Text section:
Thankfully, the issue appears moot.

Here endeth the rant.

When government should not run like a business.

I’ve just heard that Florida’s wonderful education system pays it’s new top education post more than any other state, and 33% more than the top Federal education post. Many state employees I know fantasize about being a federal employee, and the higher pay and better benefits that come with it. I guess our Education chief does not share those fantasies. Further, I’ve heard that after incentives, the top Florida post will increase more than 33% next year to approximately $400,000.00 per year. This is a state government job? I didn’t think our pay grades went that high. (Maybe they don’t, maybe the normal rules don’t apply.) Now consider that starting teachers average somewhere between $20,000 and $25,000 per year. Consider that one of the reasons our current governor gives for not supporting a maximum class size initiative is that state government will not be able to afford all of the extra teachers we would need to hire. Now we turn around and spend an absurd amount of money on an education “CEO.”

I love this state.

Where’s the vision?

Do “we the people” reward politicians with simplest messages? Call me a cynic, but I think “we” do. It seems that if an idea can’t be summed up in a thirty second T.V spot it’ doesn’t have a chance in hell of holding up in the public “debate”. How often have you noticed that embracing the complex side of an issue = loosing the battle of public opinion.

In my humble opinion, the republican party has done a much better job framing their issues in the simplest terms over the last ten years. I am not a member of the republican party, so this distresses me. My problem is that my rationale can’t be summed up in thirty seconds. Even worse, the democratic party rarely rallies behind one unified message, not when it comes to meaningful legislation anyway. I guess history has taught them not to. Look at the push for universal healthcare in the early ’90’s. Can you say ’94 midterms? The unfortunate result has been a democratic party that stands for nothing but nay saying. I’m ready for a democrat with a healthy dose of “substance-saying”. Painting the democratic party with such a broad brush may not be fair, but I come from a county and a state that is fairly republican, so I have no intimate knowledge of democrats at the local level. I can only speak for our leaders at the national level, and I must lament that no one seems to be speaking for me.

Records taken from a dataset

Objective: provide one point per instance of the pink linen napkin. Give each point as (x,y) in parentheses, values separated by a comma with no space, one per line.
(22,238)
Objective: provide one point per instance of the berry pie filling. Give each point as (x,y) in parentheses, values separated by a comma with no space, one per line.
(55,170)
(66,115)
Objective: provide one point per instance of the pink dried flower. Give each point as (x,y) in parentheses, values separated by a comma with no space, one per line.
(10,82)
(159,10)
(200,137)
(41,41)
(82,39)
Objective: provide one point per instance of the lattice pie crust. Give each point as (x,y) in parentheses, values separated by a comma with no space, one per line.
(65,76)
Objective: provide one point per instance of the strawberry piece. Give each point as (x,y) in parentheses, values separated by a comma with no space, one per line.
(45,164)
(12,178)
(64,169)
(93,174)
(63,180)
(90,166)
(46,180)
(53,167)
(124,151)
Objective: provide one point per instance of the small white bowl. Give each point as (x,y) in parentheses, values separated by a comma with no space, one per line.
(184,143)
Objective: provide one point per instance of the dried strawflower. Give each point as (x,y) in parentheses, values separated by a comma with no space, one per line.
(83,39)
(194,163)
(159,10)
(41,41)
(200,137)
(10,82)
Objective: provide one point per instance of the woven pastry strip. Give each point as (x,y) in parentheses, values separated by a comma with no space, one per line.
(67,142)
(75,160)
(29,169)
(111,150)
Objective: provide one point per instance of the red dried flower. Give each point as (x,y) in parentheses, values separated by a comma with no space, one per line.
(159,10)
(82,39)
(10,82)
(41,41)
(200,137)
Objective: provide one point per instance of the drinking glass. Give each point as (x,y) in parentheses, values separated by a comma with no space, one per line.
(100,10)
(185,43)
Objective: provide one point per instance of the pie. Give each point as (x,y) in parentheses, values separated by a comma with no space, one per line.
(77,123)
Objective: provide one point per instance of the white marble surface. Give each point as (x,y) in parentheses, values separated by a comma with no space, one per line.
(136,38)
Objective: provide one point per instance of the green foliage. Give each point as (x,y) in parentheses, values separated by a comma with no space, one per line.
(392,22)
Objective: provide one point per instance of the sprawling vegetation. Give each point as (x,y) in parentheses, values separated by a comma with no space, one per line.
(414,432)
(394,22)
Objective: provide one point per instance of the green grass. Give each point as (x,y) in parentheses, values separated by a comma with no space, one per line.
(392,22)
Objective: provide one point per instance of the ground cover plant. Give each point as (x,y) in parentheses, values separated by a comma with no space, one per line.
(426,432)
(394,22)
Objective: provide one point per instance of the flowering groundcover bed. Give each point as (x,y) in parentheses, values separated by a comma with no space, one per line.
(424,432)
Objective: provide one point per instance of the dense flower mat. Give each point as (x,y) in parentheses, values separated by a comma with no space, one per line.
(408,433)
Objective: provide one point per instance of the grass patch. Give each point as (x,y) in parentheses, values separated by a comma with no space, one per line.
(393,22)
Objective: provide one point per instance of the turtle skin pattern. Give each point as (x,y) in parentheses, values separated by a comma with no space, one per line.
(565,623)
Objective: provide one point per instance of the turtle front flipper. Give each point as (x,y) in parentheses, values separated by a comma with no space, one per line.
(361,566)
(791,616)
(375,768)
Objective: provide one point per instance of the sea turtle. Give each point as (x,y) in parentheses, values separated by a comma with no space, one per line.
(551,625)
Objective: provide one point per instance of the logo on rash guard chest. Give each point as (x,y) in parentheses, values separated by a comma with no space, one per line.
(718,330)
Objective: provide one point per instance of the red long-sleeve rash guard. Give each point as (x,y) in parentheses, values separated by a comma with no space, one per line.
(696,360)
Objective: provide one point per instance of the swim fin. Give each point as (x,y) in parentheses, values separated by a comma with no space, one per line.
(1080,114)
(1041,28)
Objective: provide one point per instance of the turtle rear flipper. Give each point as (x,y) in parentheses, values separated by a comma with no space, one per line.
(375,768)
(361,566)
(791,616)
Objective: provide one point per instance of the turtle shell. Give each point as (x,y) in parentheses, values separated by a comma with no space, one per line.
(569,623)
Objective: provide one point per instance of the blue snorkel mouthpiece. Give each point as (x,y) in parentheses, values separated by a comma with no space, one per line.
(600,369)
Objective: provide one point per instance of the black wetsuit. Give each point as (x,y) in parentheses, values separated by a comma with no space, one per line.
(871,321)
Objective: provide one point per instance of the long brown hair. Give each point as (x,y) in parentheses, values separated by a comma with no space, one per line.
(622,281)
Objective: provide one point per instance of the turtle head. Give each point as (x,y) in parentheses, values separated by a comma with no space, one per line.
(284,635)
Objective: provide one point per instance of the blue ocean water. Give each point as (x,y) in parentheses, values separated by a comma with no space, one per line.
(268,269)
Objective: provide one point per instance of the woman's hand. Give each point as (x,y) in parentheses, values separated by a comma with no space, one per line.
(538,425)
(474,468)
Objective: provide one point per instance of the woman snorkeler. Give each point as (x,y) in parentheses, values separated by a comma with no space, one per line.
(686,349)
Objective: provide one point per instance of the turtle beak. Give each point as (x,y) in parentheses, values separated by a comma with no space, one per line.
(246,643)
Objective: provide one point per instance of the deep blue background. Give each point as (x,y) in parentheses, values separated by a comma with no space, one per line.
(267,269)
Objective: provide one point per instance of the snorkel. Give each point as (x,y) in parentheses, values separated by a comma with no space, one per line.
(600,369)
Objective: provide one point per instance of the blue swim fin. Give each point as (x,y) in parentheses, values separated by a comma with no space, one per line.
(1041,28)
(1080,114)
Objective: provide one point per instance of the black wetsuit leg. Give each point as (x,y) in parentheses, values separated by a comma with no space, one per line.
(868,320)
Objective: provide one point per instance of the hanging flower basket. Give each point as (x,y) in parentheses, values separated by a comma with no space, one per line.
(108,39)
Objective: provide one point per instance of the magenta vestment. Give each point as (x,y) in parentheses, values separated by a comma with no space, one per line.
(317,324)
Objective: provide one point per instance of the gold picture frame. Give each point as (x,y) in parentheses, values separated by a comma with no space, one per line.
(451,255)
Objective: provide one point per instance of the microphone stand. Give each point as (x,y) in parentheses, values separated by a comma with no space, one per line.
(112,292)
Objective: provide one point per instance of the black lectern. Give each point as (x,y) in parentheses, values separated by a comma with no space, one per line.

Activity: Carry on the blog entries above about education pay in Florida and political messaging, starting right after their final sentence.

Answer for this exercise:
Are you ready for a war?

The other day someone asked me what I thought about a possible armed conflict with Iraq. Like my coworker, I don’t really know what to think. What bothers me is, why is this suddenly so important now? As I understand it, the arguments being used for going to war have been valid for five or six years. You might say it’s different now with a new administration. In other words, it was important five years ago, but the last president was a “dove.” But if that’s so, why wasn’t it an issue in the campaign or a priority immediately after the new president took office? You could say that things changed after last September, but I haven’t heard the administration make a case for tying the two together. So if there is no real tie between the two, and there are no new reasons for doing it, I ask you again: why now? Give me a reason, any good reason and I’ll feel better about it. No one I’ve heard who has some knowledge of the situation, other than spokespersons for the current administration, seem to feel that it is critical that we invade now. So why now?


Do you remember where you were one year ago, when you found out? I was in court, in front of our child support hearings officer in St. Pete. I remember the tone his computer made to alert him of an incoming mail message. That tone gave everyone in the court room a ten second advance warning before each news release. It was a long morning, with a lot of interruptions and a lot of PC alert sounds.